▶ EXERCISE DIRECTIONS: Pull each line holding "bread" out of the entries below.

▶ RECORDS PROVIDED:
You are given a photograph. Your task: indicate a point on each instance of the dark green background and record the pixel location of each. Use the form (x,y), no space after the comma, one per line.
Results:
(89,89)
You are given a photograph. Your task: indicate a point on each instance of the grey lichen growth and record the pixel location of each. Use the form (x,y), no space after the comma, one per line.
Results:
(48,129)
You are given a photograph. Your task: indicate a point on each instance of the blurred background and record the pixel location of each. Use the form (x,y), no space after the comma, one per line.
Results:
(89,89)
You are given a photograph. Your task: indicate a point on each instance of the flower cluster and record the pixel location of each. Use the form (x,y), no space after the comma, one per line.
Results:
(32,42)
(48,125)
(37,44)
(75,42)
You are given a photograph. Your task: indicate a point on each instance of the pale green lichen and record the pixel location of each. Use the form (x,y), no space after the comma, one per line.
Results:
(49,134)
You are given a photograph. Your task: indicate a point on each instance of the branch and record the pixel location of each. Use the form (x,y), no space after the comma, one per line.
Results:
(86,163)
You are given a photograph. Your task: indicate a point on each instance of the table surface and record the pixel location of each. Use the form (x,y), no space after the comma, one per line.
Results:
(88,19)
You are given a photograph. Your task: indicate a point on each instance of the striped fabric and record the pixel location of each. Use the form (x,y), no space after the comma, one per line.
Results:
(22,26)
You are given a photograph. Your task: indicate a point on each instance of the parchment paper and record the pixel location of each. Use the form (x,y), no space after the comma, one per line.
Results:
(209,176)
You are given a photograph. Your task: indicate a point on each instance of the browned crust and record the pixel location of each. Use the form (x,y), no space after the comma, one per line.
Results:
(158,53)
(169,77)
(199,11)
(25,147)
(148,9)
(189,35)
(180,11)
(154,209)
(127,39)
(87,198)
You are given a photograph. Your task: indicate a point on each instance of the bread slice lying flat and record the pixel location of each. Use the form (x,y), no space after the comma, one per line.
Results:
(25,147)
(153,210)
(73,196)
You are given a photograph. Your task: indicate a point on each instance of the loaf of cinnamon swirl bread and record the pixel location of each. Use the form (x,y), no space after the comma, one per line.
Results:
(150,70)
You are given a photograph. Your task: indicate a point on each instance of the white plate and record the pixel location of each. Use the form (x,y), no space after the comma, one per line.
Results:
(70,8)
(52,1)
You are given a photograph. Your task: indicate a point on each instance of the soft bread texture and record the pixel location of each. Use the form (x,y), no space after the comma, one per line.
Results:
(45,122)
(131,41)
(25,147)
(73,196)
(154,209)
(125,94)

▶ OUTPUT OF THE EXERCISE:
You are given a photograph. Your task: indicate a point on each instance of the bread slice lying flat and record the pixel location of each. Use the form (x,y), no space after the comma, one per line.
You are given a photograph. Your task: indicate a point on each instance of the loaf of cinnamon swirl bread and record the pixel location of each. Use the form (x,y), no space after the comma, one per line.
You are given a photograph. Your task: indicate a point on each instance of the soft bread texture and record the pixel location of each. Use the form (x,y), no space after the comma, one per line.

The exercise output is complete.